CHALLENGES ::
A. In the passage on DDoS attacks, what do protocol attacks drain?
B. Write what comes next in the passage on DDoS attacks, starting after its final sentence.

SELECTED EXCERPT ::
━━━━━━━━━━

Meanwhile, using DDoS attacks as a smokescreen, scammers try to execute even more dangerous security breaches — for example, to access the control panel of the website through an attack on the site administrator, or to mass mail a link containing an attack vector to users and potential ICO token buyers.

In the first case, the cybercriminals can gain a complete control the website and most likely change the purse address for the coin buyers. In the second scenario, scammers replace the content of the users’ page and use the original website address for the more effective phishing attack.

1. Volume based attacks. They happen when the number of queries is so high that it saturates the bandwidth of the attacked site and drains the network capacity.

2. HTTP flood and other application level attacks. In that case, the main load is on the app server. Here it is crucial to separate bots from real users: installing cookies, javascript or flash flags, captcha.

3. Protocol attacks. Those drain actual server resources, or the resources of firewalls and load balancers.

a) apart from DDoS robots, the website is crawled by search engines and should be allowed to do so.

b) bots could be programmed to go around security measures, so the solutions like cookies or javascript are mostly aimed to increase the cost of attack for scammers

c) the load from security measures should be lower compared to the case when the bot overcomes it (primarily, in terms of captcha optimisation).

1. Install anti-DDoS services. Advanced DDoS protection services, such as CloudFlare, Incapsula, Akamai, or DoS Arrest, help to effectively mitigate volume-based attacks. But don’t fully rely on the third-party services — track their performance and investigate any unusual activity.

━━━━━━━━━━

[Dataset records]
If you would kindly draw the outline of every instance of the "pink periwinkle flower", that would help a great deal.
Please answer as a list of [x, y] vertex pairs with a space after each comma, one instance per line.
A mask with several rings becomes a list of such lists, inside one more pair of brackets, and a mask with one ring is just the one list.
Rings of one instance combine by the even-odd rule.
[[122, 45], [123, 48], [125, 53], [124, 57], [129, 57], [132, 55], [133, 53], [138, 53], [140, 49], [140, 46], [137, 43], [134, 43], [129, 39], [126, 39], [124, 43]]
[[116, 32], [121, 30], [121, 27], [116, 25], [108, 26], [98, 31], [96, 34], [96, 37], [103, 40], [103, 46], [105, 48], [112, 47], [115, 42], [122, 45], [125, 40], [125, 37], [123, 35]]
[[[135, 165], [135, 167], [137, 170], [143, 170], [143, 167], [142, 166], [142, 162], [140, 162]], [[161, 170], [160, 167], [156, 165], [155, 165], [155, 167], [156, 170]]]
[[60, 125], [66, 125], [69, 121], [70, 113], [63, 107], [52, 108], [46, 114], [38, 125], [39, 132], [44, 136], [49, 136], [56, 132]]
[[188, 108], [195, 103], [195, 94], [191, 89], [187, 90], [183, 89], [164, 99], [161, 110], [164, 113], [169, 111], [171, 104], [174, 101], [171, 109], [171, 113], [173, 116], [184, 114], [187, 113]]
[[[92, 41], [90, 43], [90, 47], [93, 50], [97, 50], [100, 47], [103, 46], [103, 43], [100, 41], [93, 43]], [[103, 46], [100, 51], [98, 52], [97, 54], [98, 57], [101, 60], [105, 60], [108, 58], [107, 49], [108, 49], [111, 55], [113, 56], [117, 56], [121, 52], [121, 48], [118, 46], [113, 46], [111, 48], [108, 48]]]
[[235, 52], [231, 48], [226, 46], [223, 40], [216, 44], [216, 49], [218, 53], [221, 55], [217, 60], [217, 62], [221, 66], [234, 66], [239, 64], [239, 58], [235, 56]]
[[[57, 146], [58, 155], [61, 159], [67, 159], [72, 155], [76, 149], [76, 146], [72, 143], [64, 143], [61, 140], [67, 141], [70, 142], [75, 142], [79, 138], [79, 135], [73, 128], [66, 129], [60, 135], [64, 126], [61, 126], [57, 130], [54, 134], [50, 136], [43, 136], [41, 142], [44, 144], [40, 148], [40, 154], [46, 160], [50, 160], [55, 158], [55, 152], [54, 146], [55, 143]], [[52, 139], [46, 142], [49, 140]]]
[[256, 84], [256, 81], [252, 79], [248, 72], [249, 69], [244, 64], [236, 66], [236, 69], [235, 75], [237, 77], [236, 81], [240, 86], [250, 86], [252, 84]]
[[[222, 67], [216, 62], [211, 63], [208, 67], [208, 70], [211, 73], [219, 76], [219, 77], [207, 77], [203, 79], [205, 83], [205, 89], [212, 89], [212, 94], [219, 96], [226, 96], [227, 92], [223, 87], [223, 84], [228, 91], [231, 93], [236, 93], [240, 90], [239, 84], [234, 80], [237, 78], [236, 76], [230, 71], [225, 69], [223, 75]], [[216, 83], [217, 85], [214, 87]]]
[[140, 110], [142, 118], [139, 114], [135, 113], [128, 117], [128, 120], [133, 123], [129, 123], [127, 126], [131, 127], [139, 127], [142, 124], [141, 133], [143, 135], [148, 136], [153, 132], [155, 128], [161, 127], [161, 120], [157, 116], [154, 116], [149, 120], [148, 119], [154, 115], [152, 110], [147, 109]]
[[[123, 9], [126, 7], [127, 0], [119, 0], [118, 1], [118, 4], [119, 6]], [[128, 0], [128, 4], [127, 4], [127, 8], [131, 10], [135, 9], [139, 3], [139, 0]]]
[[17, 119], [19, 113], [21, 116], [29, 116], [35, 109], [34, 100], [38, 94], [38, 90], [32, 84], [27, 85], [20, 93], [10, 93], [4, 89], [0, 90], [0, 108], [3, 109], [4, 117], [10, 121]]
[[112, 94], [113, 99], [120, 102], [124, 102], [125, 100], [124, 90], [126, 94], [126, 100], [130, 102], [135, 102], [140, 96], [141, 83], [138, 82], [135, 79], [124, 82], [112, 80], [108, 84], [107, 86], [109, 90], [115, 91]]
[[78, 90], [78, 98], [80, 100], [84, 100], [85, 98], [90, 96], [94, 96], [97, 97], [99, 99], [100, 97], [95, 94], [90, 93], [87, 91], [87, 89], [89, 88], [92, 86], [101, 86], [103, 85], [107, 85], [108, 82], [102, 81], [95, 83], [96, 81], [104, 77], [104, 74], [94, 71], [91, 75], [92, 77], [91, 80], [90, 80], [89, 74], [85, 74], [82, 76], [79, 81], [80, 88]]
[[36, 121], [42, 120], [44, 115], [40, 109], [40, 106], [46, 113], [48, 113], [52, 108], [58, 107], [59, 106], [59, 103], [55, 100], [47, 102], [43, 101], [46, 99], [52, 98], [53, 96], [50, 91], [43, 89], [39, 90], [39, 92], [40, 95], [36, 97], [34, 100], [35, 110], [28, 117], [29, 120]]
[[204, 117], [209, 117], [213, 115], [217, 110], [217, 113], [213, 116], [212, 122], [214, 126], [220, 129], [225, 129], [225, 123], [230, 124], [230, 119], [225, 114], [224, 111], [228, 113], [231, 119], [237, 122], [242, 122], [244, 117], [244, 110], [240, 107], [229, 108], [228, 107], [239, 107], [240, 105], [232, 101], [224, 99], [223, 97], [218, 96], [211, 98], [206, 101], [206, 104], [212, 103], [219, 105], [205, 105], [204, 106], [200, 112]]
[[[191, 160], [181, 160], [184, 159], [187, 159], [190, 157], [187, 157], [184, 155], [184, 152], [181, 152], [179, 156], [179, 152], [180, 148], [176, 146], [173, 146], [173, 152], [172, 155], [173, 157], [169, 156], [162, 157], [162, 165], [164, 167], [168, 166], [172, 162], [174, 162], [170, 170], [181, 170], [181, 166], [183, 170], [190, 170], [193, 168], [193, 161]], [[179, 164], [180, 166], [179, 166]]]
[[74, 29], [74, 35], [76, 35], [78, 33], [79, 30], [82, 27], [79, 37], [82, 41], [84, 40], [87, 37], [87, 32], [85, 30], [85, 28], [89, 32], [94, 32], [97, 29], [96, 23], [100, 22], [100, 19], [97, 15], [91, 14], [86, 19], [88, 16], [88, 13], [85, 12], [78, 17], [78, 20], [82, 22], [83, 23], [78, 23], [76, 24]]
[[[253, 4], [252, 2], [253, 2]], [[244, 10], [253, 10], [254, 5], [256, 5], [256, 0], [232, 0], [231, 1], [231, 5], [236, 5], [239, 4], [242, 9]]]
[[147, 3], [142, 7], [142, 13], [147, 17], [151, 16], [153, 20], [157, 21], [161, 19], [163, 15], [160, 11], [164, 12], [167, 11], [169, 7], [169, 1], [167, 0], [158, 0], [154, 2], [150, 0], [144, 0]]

━━━━━━━━━━

OUTPUTS FOR THE TASKS ::
A. Actual server resources, or the resources of firewalls and load balancers.

B.
2. Use secure hosting. We use Heroku platform with multiple out-of-the box security features. It applies security controls at every layer from physical to application, isolates customer applications and data, and is able to rapidly deploy security updates without customer interaction or service interruption. Key hosting requirements also include scalability.

3. Install web application firewall. WAFs like the one by Wallarm generate security rules and verify the impact of malicious payloads in real time. Although make sure it doesn’t impose excessive rules.

4. Look after your code. Quality control of the code and being ready to scale should become a priority. Additional smart contract and website code audit is recommended. We are planning to verify the code via newalchemy.io.

5. Keep an eye on your website. Track any changes on your web pages, their size and content changes. The tighter and more frequent is the control, the quicker you’ll find out if anyone attempts to make unauthorised changes.

And — be ready to react. If despite all the measures DDoS attack happens right before or during your ICO, be ready for this. Develop a splash page informing the visitors that the website is under attack and the team is doing everything possible to resolve the issue. Meanwhile, recommend your potential buyers to visit your social platforms and support chats to get the most up to date information and answers.

Good luck with your secure ICO!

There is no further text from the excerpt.